LISTED RECORDS:
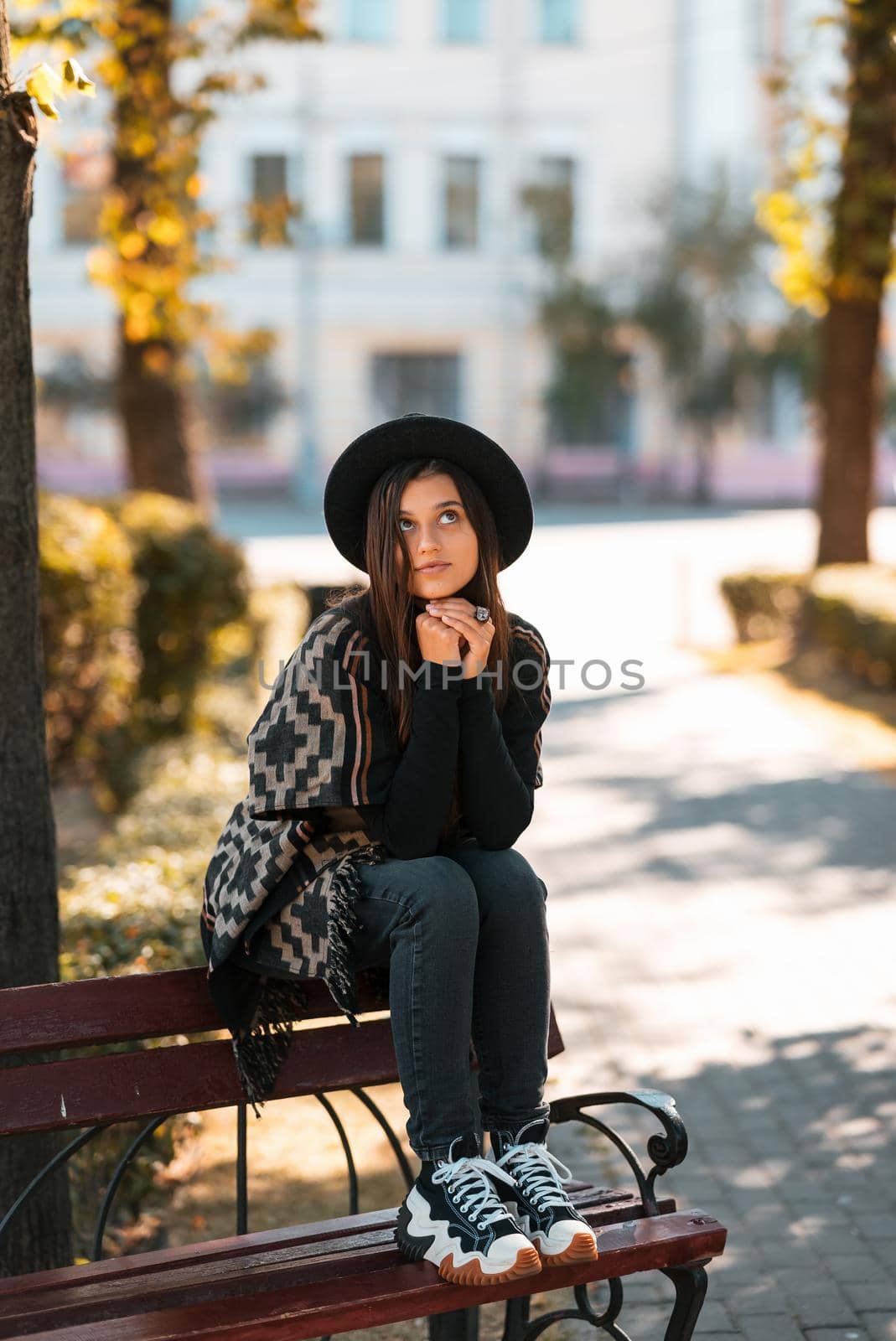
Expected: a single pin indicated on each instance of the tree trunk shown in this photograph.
(40, 1235)
(703, 462)
(848, 399)
(154, 406)
(860, 261)
(158, 429)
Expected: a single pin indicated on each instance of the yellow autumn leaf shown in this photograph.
(165, 232)
(74, 75)
(132, 246)
(137, 328)
(42, 85)
(100, 265)
(140, 305)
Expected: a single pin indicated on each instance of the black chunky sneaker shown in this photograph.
(453, 1218)
(538, 1200)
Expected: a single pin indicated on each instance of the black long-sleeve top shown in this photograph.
(455, 730)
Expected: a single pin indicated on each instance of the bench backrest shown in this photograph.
(184, 1074)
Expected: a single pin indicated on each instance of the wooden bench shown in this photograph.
(303, 1280)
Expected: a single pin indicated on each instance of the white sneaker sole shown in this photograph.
(569, 1240)
(511, 1256)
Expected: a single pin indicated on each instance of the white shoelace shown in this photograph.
(469, 1177)
(534, 1168)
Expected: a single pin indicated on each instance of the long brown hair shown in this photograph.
(386, 610)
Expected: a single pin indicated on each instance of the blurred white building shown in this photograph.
(412, 278)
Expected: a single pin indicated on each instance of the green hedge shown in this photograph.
(849, 609)
(194, 582)
(764, 603)
(137, 594)
(89, 597)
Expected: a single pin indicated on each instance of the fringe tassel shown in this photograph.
(261, 1053)
(342, 923)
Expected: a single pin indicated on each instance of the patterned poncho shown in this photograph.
(281, 884)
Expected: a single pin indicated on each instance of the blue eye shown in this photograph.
(448, 511)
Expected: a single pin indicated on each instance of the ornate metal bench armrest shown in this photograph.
(664, 1150)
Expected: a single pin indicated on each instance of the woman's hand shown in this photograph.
(438, 641)
(459, 614)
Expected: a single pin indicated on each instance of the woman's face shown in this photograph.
(435, 529)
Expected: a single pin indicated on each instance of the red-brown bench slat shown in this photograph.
(133, 1006)
(401, 1292)
(118, 1086)
(314, 1251)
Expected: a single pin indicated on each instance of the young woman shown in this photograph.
(391, 774)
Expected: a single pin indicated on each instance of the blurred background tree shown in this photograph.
(156, 238)
(28, 909)
(831, 216)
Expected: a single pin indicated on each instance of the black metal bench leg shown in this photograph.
(690, 1292)
(516, 1318)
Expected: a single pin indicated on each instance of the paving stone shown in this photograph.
(768, 1327)
(882, 1327)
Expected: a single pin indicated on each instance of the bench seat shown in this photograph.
(313, 1280)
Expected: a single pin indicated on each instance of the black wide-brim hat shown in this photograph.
(359, 469)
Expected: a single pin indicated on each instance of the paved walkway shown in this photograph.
(722, 929)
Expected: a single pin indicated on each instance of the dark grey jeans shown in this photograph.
(464, 935)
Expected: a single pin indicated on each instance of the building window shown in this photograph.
(366, 176)
(368, 20)
(552, 199)
(86, 174)
(426, 384)
(270, 208)
(462, 20)
(460, 201)
(558, 20)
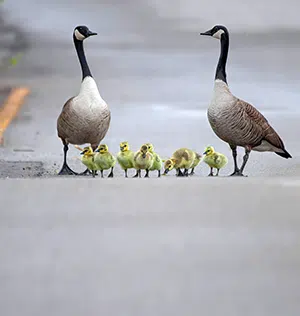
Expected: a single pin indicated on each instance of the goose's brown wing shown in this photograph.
(260, 125)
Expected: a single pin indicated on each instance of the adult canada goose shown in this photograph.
(235, 121)
(85, 118)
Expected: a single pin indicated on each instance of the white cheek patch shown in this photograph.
(79, 36)
(218, 34)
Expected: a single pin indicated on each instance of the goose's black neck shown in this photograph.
(221, 67)
(82, 59)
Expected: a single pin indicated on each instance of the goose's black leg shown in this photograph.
(245, 159)
(66, 170)
(236, 171)
(111, 174)
(192, 172)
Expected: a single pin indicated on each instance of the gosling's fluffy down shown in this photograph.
(87, 159)
(143, 160)
(125, 157)
(214, 160)
(182, 158)
(157, 161)
(104, 160)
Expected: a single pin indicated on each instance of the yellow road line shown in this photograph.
(11, 107)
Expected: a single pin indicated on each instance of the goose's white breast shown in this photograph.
(89, 98)
(221, 98)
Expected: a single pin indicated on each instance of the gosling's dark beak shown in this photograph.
(90, 33)
(207, 33)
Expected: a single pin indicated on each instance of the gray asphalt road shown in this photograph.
(147, 246)
(117, 247)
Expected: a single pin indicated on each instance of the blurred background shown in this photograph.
(154, 70)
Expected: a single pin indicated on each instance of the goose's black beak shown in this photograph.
(207, 33)
(92, 33)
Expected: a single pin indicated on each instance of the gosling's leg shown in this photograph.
(211, 174)
(236, 171)
(111, 174)
(147, 174)
(179, 173)
(86, 172)
(192, 172)
(66, 170)
(137, 174)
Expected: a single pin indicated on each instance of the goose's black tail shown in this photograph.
(285, 154)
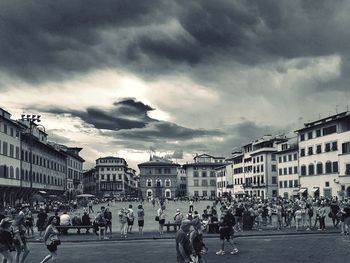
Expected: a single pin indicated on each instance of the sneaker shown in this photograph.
(234, 251)
(220, 252)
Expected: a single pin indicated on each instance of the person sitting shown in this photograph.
(65, 221)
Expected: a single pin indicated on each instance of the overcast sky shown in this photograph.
(193, 76)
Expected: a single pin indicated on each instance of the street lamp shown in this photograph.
(33, 120)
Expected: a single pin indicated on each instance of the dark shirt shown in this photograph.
(182, 238)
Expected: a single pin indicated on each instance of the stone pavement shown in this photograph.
(318, 247)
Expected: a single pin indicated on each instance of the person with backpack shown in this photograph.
(123, 220)
(6, 240)
(196, 240)
(51, 240)
(130, 219)
(226, 224)
(140, 218)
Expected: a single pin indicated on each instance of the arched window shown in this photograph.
(319, 168)
(12, 172)
(168, 193)
(167, 183)
(303, 170)
(149, 183)
(311, 169)
(328, 167)
(149, 193)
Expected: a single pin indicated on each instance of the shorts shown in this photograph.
(225, 233)
(52, 247)
(130, 222)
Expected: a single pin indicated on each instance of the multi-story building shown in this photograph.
(90, 182)
(288, 173)
(158, 178)
(10, 162)
(255, 168)
(201, 177)
(182, 182)
(324, 156)
(112, 176)
(224, 179)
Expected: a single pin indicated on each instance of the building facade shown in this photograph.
(201, 176)
(324, 157)
(112, 176)
(90, 182)
(288, 168)
(158, 178)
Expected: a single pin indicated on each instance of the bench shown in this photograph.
(64, 229)
(172, 225)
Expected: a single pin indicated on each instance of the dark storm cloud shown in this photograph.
(44, 40)
(126, 114)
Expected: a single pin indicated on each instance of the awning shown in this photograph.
(315, 189)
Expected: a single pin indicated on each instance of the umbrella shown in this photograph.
(85, 195)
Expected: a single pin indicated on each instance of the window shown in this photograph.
(347, 168)
(290, 183)
(273, 168)
(319, 168)
(328, 167)
(295, 169)
(310, 151)
(318, 133)
(334, 146)
(318, 148)
(296, 184)
(328, 147)
(309, 135)
(346, 147)
(329, 130)
(311, 169)
(274, 180)
(303, 170)
(335, 167)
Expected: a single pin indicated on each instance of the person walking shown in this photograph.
(6, 240)
(41, 222)
(51, 240)
(123, 221)
(161, 215)
(20, 239)
(108, 217)
(140, 218)
(226, 232)
(130, 219)
(183, 245)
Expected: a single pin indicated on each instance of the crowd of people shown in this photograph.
(224, 216)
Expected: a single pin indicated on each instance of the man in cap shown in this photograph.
(183, 246)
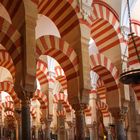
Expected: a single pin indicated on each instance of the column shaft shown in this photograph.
(80, 123)
(121, 135)
(26, 131)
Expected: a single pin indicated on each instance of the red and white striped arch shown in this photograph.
(41, 97)
(105, 29)
(61, 113)
(64, 100)
(10, 39)
(9, 114)
(133, 59)
(6, 62)
(33, 112)
(103, 108)
(61, 51)
(136, 27)
(8, 87)
(9, 106)
(42, 72)
(8, 99)
(66, 22)
(60, 76)
(105, 69)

WHAT YOU SHOULD DO:
Would you mind returning each entry above word for word, skipping the images?

FINISHED TASK:
Expected: a single pin indicated on each instance of the tree trunk shown in this photograph.
(40, 1235)
(703, 462)
(848, 399)
(154, 406)
(860, 261)
(158, 429)
Expected: a single pin indicated on each instance of the yellow autumn leaf shown in this photograph.
(165, 232)
(74, 75)
(132, 246)
(137, 328)
(42, 85)
(100, 265)
(140, 305)
Expected: a single pin indicated on each instance of the black chunky sneaker shown in this photograph.
(453, 1218)
(538, 1200)
Expected: a single pin indicated on each instance of the black long-sleeve top shown in this photograph.
(455, 730)
Expected: a single pin indicated on each instance of the bench backrest shown in this photograph.
(184, 1074)
Expected: a single pin indicated on each instance of the wooden bench shown in this photograph.
(303, 1280)
Expected: a single pin indicated on each instance of the white sneaker sole shown in this photograph.
(569, 1240)
(511, 1256)
Expected: a single pin indicated on each instance of the white shoelace shown in this photograph.
(469, 1177)
(534, 1168)
Expected: a single pin indicated on each instance of the long brown hair shown in this photograph.
(386, 610)
Expected: a single pin indicated on each instance of the blurred white building shown in this photograph.
(412, 278)
Expected: a single pin indicated on each instance of the green hedge shown in this photograph.
(849, 609)
(194, 582)
(764, 603)
(137, 594)
(89, 597)
Expected: a single pin indicated on each instance of the fringe tassel shown in this photograph.
(261, 1053)
(342, 923)
Expected: a single pin indicated on each instance of the patterned poncho shown in this photograph.
(281, 884)
Expected: a single pin indicated on each instance of the blue eye shown in this photograph.
(448, 511)
Expected: a single pin indicated on each instance of the ornate metal bench armrest shown in this photograph.
(664, 1150)
Expected: a single pin indicated on each instance of the woman's hand shown in this photograph.
(438, 641)
(459, 614)
Expected: a single pin indicated on each instance of the woman's face shown in this photograph.
(435, 529)
Expected: a single pin indicated on each instance of the red-brown bench slat shown in this photograph.
(133, 1006)
(401, 1292)
(118, 1086)
(314, 1251)
Expected: a single pin indicated on each instance of the young woman shown in this photograph.
(391, 774)
Expected: a single pin indicated on each instance of the blurred background tree shown in this photograph.
(156, 238)
(28, 909)
(831, 216)
Expected: a single pin indicated on each instance of the black metal bench leg shown in this photograph.
(690, 1292)
(516, 1318)
Expected: a single pin indicated on each instance of the paving stone shown in this photograph.
(768, 1327)
(882, 1327)
Expected: a single pin indicated on each instance of the bench seat shown in this photograph.
(313, 1280)
Expected: a single pin indicated on each instance of the black wide-brim hat shown in this photograph.
(359, 469)
Expected: a single pin indicated on each instance of the paved walkway shown in this photograph.
(722, 929)
Expected: a single pin indicated on each instance of the dark grey jeans shown in this photograph.
(464, 935)
Expected: a single pin indicated on each instance of the building window shown in this photograph.
(366, 176)
(368, 20)
(552, 199)
(86, 174)
(426, 384)
(270, 208)
(462, 20)
(460, 201)
(558, 20)
Expected: a single pin indicated on each instance of the goose's brown wing shown in this photograph.
(260, 125)
Expected: a single pin indicated on each instance of the adult canada goose shown in this photograph.
(235, 121)
(85, 118)
Expected: a single pin indicated on each instance of the white cheek patch shown in this photograph.
(79, 36)
(218, 34)
Expected: a single pin indicated on each instance of the goose's black neck shown in this photograph.
(221, 67)
(82, 59)
Expected: a single pin indicated on each instance of the goose's black leg shown in this photograph.
(245, 159)
(66, 170)
(236, 171)
(111, 174)
(192, 172)
Expected: a single pin indicated on each instance of the gosling's fluffy down shown in this photograph.
(87, 159)
(143, 160)
(125, 157)
(214, 160)
(182, 158)
(157, 161)
(104, 160)
Expected: a single pin indicated on each instance of the yellow road line shown in this photograph.
(11, 107)
Expected: a single pin indicated on each instance of the goose's white breast shown in this photograph.
(89, 98)
(221, 98)
Expected: a single pin indicated on each instance of the gosling's dark beak shown in this photograph.
(90, 33)
(207, 33)
Expected: a single pin indicated on each instance of the gray asphalt road shown in this photograph.
(147, 246)
(117, 247)
Expected: a single pin indicated on each instance of the blurred background shown in this photograph.
(154, 70)
Expected: a single pin indicated on each instance of the goose's black beak shown in this photograph.
(207, 33)
(92, 33)
Expected: a single pin indicated on each instance of the gosling's leg shown in this photograph.
(211, 174)
(236, 171)
(111, 174)
(147, 174)
(179, 173)
(86, 172)
(192, 172)
(66, 170)
(137, 174)
Expected: a single pin indicated on each instance of the goose's black tail shown in this photograph.
(285, 154)
Expected: a single pin indicated on each instance of the sneaker shown in this photograph.
(234, 251)
(220, 252)
Expected: a single pin indicated on each instance of the person sitting shown in this photograph.
(65, 221)
Expected: a single pin indicated on each instance of the overcast sky shown in this photograph.
(193, 76)
Expected: a single pin indicated on each instance of the street lamp shown in this photograph.
(33, 120)
Expected: a single pin indicated on each instance of the dark shirt shown in this photograph.
(182, 238)
Expected: a single pin indicated on each instance of the stone pavement shown in this photograph.
(318, 247)
Expected: a single pin indicated on each instance of the person with backpack shown in this photograph.
(123, 220)
(6, 240)
(196, 240)
(51, 240)
(130, 219)
(226, 224)
(140, 218)
Expected: a single pin indicated on each instance of the arched window shown in this photograph.
(319, 168)
(12, 172)
(168, 193)
(167, 183)
(303, 170)
(149, 183)
(311, 169)
(328, 167)
(149, 193)
Expected: a single pin indicated on each instance of the shorts shown in this photograph.
(225, 233)
(52, 247)
(130, 222)
Expected: a single pin indicated on each instance of the multi-story building shown in this photograph.
(90, 182)
(288, 173)
(158, 178)
(10, 162)
(255, 168)
(201, 177)
(182, 182)
(324, 156)
(112, 176)
(224, 179)
Expected: a single pin indicated on each instance of the building facade shown in this photograph.
(201, 176)
(324, 157)
(112, 176)
(90, 182)
(288, 168)
(158, 178)
Expected: a single pin indicated on each instance of the bench shown in this photograph.
(64, 229)
(172, 225)
Expected: a single pin indicated on each instance of the dark storm cloud shown in this photograph.
(44, 40)
(126, 114)
Expected: a single pin indicated on each instance of the awning shown in this photograph.
(315, 189)
Expected: a single pin indicated on each instance of the umbrella shown in this photograph.
(85, 195)
Expected: a single pin indicated on each instance of the window shown in this photograph.
(347, 168)
(290, 183)
(273, 168)
(319, 168)
(328, 167)
(295, 169)
(310, 151)
(318, 133)
(334, 146)
(318, 148)
(296, 184)
(328, 147)
(309, 135)
(346, 147)
(329, 130)
(311, 169)
(274, 180)
(303, 170)
(335, 167)
Expected: a single pin indicated on each instance of the person walking shown in this photograph.
(6, 240)
(41, 222)
(51, 240)
(123, 221)
(161, 215)
(20, 239)
(108, 217)
(140, 218)
(226, 232)
(130, 219)
(183, 245)
Expected: a single pin indicated on each instance of the crowd of people shown in this photograph.
(224, 216)
Expected: a single pin indicated on each instance of the man in cap shown in this photograph.
(183, 246)
Expected: a single pin indicated on each instance of the column shaft shown in this photograph.
(80, 123)
(121, 135)
(26, 131)
Expected: a single pin indicated on each instance of the red and white striped arch shown in this photograph.
(41, 97)
(105, 29)
(61, 113)
(64, 100)
(10, 39)
(9, 114)
(133, 59)
(6, 62)
(33, 112)
(103, 108)
(61, 51)
(136, 27)
(8, 87)
(9, 106)
(42, 72)
(8, 99)
(66, 22)
(60, 76)
(105, 69)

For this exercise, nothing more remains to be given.